Could you transcribe the post about D tuples below, starting at "I'm guessing you" and ending at "compiler's type treatment."?

# GIVEN PASSAGE start

Using a tuple as a function parameter

Andy Valencia dont at spam.me
Fri Nov 22 17:51:46 UTC 2024


On Friday, 22 November 2024 at 16:36:43 UTC, Andrew wrote:
> I'm getting started using D for some small personal projects 
> and one thing I wanted to do was use a helper function for a 
> tuple. I declared the function like this:
>
>     string getOrZeroth(Tuple!(string, string, string) tup, int 
> i) pure {
>         return tup[i] == "" ? tup[0] : tup[i];
>     }
>
> and would like to use it like this:
>
>     auto foo = tuple("a", "", "c");
>     writeln(foo.getOrZeroth(1)); // prints a

I'm guessing you have some Python in your background, where 
"tuple" means "read-only list (e.g., array)".  Your "tuple" here 
actually wants to be an immutable array of string, and then life 
is good.  Tuples are a way to have an array of dissimilar 
types--but then run-time generated values used to index the tuple 
will add--in the general case--all sorts of imponderables to the 
compiler's type treatment.

# GIVEN PASSAGE end
# RECORD EXCERPTS start

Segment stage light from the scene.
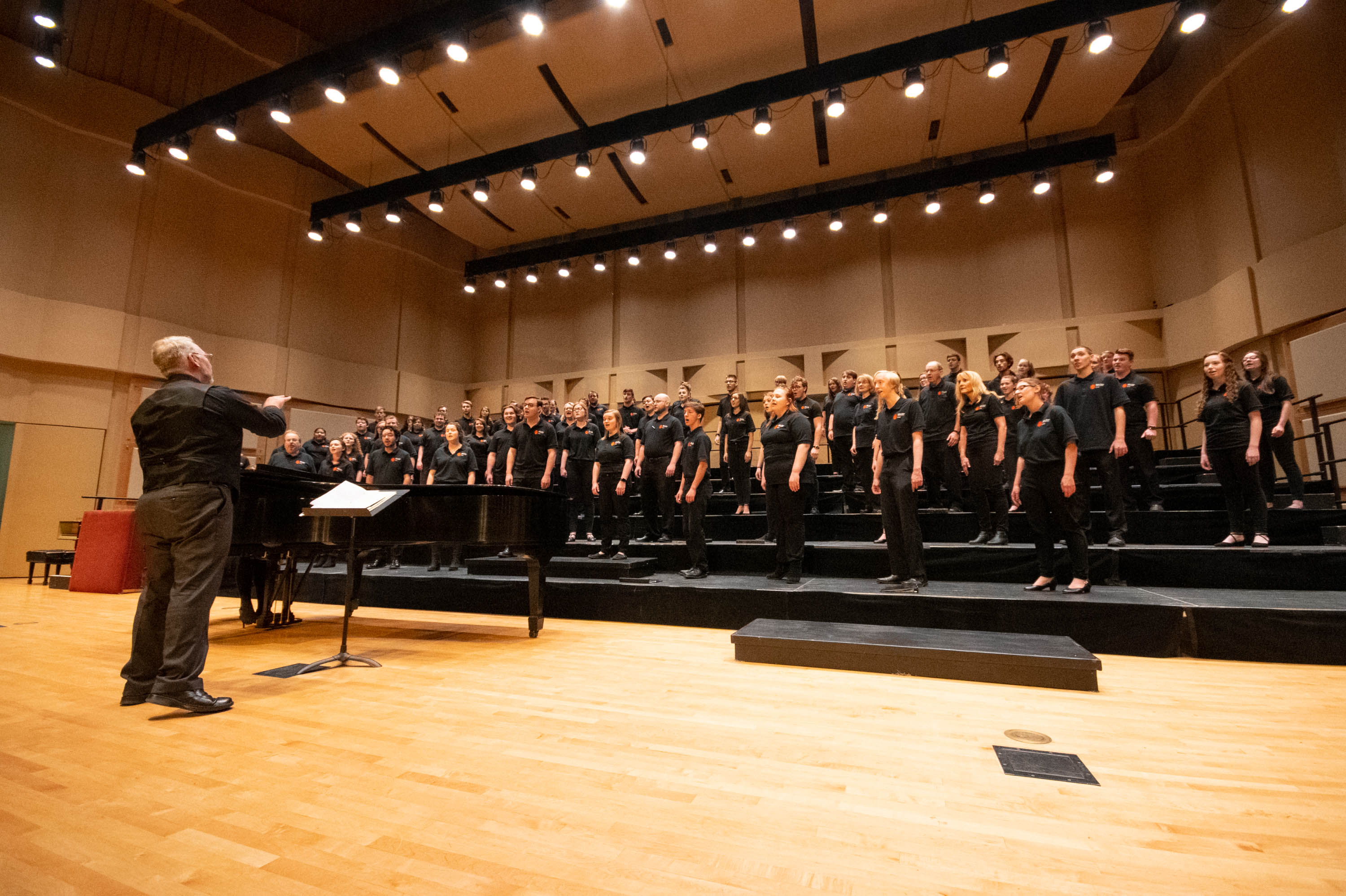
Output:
[902,66,925,100]
[752,106,771,136]
[168,133,191,161]
[1085,19,1112,52]
[826,87,845,118]
[215,112,238,143]
[1178,0,1206,34]
[267,93,289,124]
[323,74,346,102]
[987,43,1010,78]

# RECORD EXCERPTS end

**SOLVED PROBLEM**
I'm guessing you have some Python in your background, where 
"tuple" means "read-only list (e.g., array)".  Your "tuple" here 
actually wants to be an immutable array of string, and then life 
is good.  Tuples are a way to have an array of dissimilar 
types--but then run-time generated values used to index the tuple 
will add--in the general case--all sorts of imponderables to the 
compiler's type treatment.